Saved data entries
(begin)

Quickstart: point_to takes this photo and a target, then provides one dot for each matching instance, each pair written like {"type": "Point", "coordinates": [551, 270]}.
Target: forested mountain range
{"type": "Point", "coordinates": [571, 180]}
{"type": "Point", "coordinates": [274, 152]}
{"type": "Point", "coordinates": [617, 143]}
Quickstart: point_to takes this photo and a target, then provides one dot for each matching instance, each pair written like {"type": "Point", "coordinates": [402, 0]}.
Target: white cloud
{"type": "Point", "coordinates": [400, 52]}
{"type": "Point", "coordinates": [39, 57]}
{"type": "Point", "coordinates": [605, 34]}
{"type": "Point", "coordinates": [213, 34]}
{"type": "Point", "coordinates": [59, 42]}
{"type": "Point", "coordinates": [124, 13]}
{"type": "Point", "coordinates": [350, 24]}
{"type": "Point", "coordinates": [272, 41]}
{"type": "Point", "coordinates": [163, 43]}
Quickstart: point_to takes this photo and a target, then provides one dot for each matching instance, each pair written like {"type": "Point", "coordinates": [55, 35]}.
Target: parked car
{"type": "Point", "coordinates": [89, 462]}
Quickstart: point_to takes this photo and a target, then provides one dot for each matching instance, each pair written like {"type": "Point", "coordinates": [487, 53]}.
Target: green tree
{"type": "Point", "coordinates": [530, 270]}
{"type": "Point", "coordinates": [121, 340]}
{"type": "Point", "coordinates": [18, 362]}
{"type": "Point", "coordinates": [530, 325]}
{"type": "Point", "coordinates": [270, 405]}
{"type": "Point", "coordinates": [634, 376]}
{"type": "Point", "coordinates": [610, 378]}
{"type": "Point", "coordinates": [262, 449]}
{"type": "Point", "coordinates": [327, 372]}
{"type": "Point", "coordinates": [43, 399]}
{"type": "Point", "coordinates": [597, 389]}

(end)

- Task -
Can you turn every line of the rows above into a JSON list of strings, one string per line, with blank lines left out?

- Written response -
[
  "Quickstart: point_to takes this photo and a target, then provides one dot for each matching instance, each pair written like {\"type\": \"Point\", \"coordinates\": [551, 270]}.",
  "Target: forested mountain range",
  "{\"type\": \"Point\", \"coordinates\": [571, 180]}",
  "{\"type\": \"Point\", \"coordinates\": [274, 152]}",
  "{\"type\": \"Point\", \"coordinates\": [617, 143]}",
  "Quickstart: point_to takes this photo and a target, then provides one dot for each matching instance, each pair written like {\"type\": \"Point\", \"coordinates\": [402, 0]}.",
  "Target: white cloud",
  "{\"type\": \"Point\", \"coordinates\": [400, 52]}",
  "{\"type\": \"Point\", \"coordinates\": [39, 57]}",
  "{\"type\": \"Point\", \"coordinates\": [605, 34]}",
  "{\"type\": \"Point\", \"coordinates\": [213, 34]}",
  "{\"type\": \"Point\", \"coordinates\": [59, 42]}",
  "{\"type\": \"Point\", \"coordinates\": [124, 13]}",
  "{\"type\": \"Point\", \"coordinates\": [350, 24]}",
  "{\"type\": \"Point\", \"coordinates\": [272, 41]}",
  "{\"type\": \"Point\", \"coordinates\": [163, 43]}",
  "Quickstart: point_to takes this photo and a target, then provides one dot for each matching instance, each pair written like {\"type\": \"Point\", \"coordinates\": [55, 35]}.",
  "Target: parked car",
  "{\"type\": \"Point\", \"coordinates\": [89, 462]}",
  "Quickstart: point_to takes this photo and a target, then provides one dot for each matching instance, each pair written like {\"type\": \"Point\", \"coordinates\": [487, 53]}.",
  "Target: green tree",
  "{\"type\": \"Point\", \"coordinates\": [530, 270]}",
  "{\"type\": \"Point\", \"coordinates\": [121, 340]}",
  "{\"type\": \"Point\", \"coordinates\": [18, 362]}",
  "{\"type\": \"Point\", \"coordinates\": [530, 325]}",
  "{\"type\": \"Point\", \"coordinates\": [270, 405]}",
  "{\"type\": \"Point\", \"coordinates\": [634, 376]}",
  "{\"type\": \"Point\", \"coordinates\": [610, 378]}",
  "{\"type\": \"Point\", \"coordinates\": [262, 449]}",
  "{\"type\": \"Point\", \"coordinates\": [327, 372]}",
  "{\"type\": \"Point\", \"coordinates\": [43, 399]}",
  "{\"type\": \"Point\", \"coordinates\": [597, 389]}"
]